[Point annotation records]
:::::

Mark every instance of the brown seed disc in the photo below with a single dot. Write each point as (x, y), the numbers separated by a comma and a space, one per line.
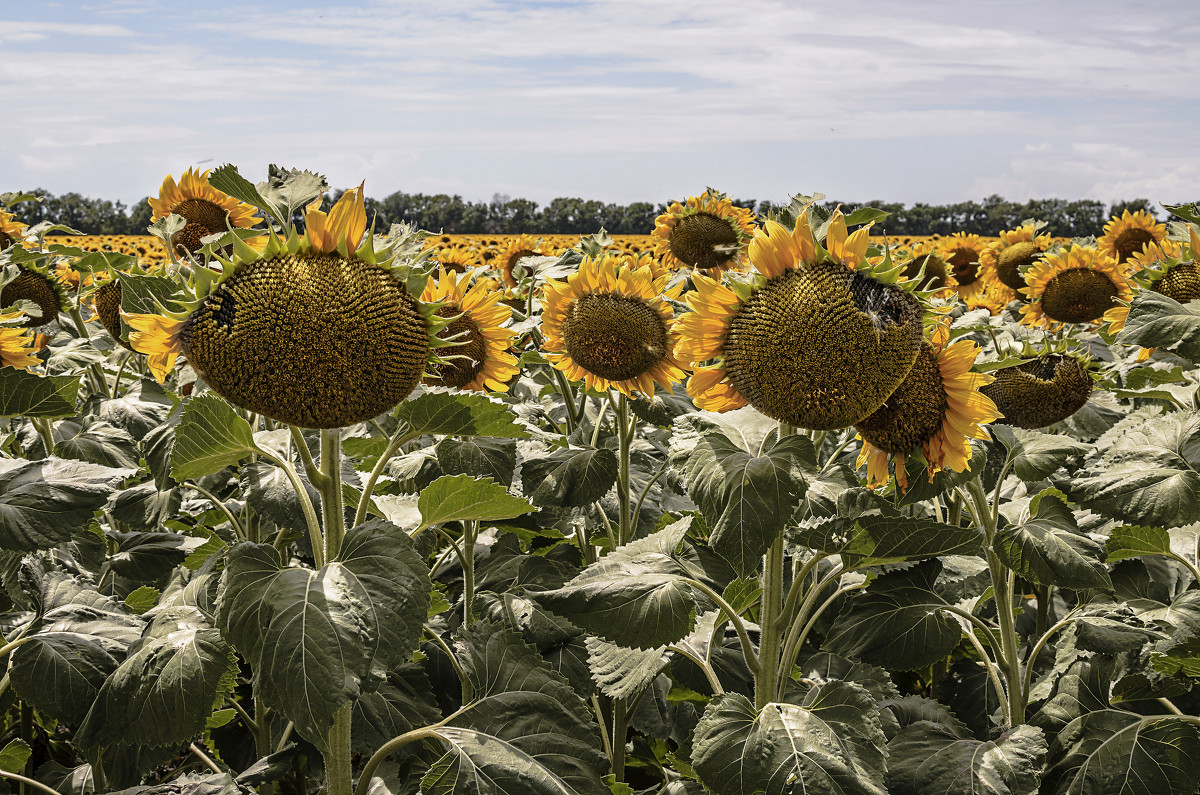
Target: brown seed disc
(615, 336)
(1078, 296)
(823, 346)
(311, 340)
(695, 238)
(913, 412)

:::::

__Exercise objective__
Arrange all of the material above as a numbered list, one line per item, with blank lines left out. Do not include any pictures.

__Solution for this task__
1. Mark every instance of the brown seed disc in the photo below with a single dot. Write each point as (x, y), the numbers separated by a comma and a space, one per line.
2. Target: brown seed disc
3. (615, 336)
4. (1078, 296)
5. (823, 346)
6. (311, 340)
7. (695, 238)
8. (913, 412)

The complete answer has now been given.